● REQUEST A
Transcribe the object position labeling records line for line, leaving out the pictures.

● SELECTED EXTRACT

| ON: Content is age-appropriate for kids this age. | |
| PAUSE: Know your child; some content may not be right for some kids. | |
| OFF: Not age-appropriate for kids this age. | |
| NOT FOR KIDS: Not appropriate for kids any age. |
Parents need to know that this movie means to be offensive, with jokes about bowel movements, pee, vomit, toilets, the loss of fingers in a lawnmower, and indeed, the basic premise (rigging the Special Olympics). The movie also features repeated adolescent sex humor, including allusions to masturbation, homosexual activity, prostitution, and "cheerleaders."
THE RINGER begins with Steve (Johnny Knoxville) in desperate need of cash, when his friend Stavi (Luis Avalos) loses his fingers in an accident, and lacks health insurance. As it happens, Steve's Uncle Gary (Brian Cox) needs to pay off his beefy loan shark Michael (Al Train Dias): together they scheme to defraud the Special Olympics. As Gary sees it, a "normal guy against a bunch of feebs" is a guaranteed win. "You'll look like Carl Lewis out there," he gushes. As Steve pretends to be "Jeffy," his primary opponent is Jimmy Washington (real-life Wheaties special athlete and box model Leonard Flowers), the Games superstar for the past six years. Jimmy wins metals and falls for Special Olympics volunteer Lynn (Katherine Heigl), who is in a wretched relationship with a handsome cad.
Like other Farrelly brothers films (they produced this one), The Ringer has obnoxious, cringe-inducing jokes framed within a conventional romance. The film's fundamental lesson is that the "intellectually challenged" and the supposedly unchallenged are only differentiated by dominant perception and beliefs, that "normal" is measurable and desirable.

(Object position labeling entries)
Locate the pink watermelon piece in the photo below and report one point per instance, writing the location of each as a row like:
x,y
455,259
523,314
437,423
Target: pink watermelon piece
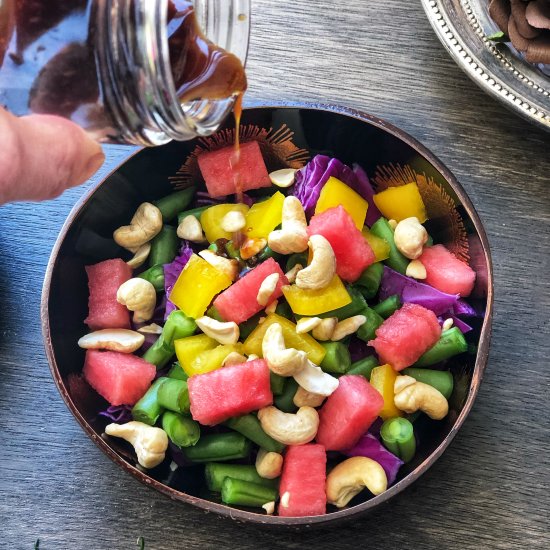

● REQUEST B
Pick up the review of The Ringer where it stops and keep writing it.

● WRITTEN ANSWER A
Locate the pink watermelon piece in the photo below and report one point per instance, writing the location of each as a row like:
x,y
455,259
523,314
437,423
Target: pink watermelon piece

● WRITTEN ANSWER B
The movie draws attention to differences in perceptions by special and non-special characters, with the former consistently more insightful and compassionate. They see through Steve's performance when all the "normals" don't. But they also want him to stay on, because they want to see Jimmy beaten, and this leads to scenes ranging from rowdy to charming, as the "beat Jimmy" crew shares stories about being told what they "can't do."
Families can talk about the propriety of joking about intellectually challenged characters: though the special athletes are arguably the most entertaining and well-rounded characters, how does the film use them as background for Steve's story?
How does the movie use the romance with Lynn as a sign of Steve's maturation?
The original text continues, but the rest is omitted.